**What you will do**
Convert the material, from its first line through the line containing "471, 156, 614]]" inclusive, into a Markdown table with the columns Row and Text, one numbered row per line and blank lines omitted.

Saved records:
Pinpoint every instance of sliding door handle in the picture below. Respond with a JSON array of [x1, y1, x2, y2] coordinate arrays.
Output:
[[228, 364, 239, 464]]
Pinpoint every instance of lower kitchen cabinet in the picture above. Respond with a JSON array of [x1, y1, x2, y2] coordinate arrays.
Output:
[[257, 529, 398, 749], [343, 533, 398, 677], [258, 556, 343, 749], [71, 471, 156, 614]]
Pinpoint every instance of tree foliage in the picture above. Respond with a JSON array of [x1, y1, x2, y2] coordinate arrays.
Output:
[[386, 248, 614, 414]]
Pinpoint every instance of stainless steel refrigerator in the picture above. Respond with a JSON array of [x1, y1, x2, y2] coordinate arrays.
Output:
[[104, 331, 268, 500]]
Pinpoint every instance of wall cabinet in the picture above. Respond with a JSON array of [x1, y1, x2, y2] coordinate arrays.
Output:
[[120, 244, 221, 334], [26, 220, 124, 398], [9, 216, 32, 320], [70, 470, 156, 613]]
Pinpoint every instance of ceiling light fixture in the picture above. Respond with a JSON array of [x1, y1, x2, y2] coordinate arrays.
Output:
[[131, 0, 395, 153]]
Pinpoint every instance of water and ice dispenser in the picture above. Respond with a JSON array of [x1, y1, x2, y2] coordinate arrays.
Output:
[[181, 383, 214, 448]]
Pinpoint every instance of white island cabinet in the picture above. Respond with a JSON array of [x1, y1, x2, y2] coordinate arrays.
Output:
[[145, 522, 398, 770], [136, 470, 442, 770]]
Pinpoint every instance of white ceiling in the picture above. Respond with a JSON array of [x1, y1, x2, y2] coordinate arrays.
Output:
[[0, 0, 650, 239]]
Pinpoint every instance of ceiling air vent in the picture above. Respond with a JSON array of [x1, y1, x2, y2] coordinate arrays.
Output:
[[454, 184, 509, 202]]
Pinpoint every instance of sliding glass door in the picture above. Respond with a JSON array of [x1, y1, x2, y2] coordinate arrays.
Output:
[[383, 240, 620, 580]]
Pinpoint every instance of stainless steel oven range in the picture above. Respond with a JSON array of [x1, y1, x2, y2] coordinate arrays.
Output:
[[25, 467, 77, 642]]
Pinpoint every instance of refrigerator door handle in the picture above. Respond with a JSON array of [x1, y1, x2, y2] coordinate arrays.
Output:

**Exercise response**
| Row | Text |
|---|---|
| 1 | Pinpoint every instance of sliding door handle in the picture below. Respond with a JSON array of [x1, y1, x2, y2] coordinate arrays. |
| 2 | Output: |
| 3 | [[228, 364, 239, 464]] |
| 4 | Pinpoint every instance of lower kitchen cabinet in the picture above. Respond with a JSON array of [x1, y1, x2, y2] coordinate arrays. |
| 5 | Output: |
| 6 | [[257, 529, 398, 749], [343, 533, 398, 677], [258, 556, 343, 749], [71, 471, 156, 614]] |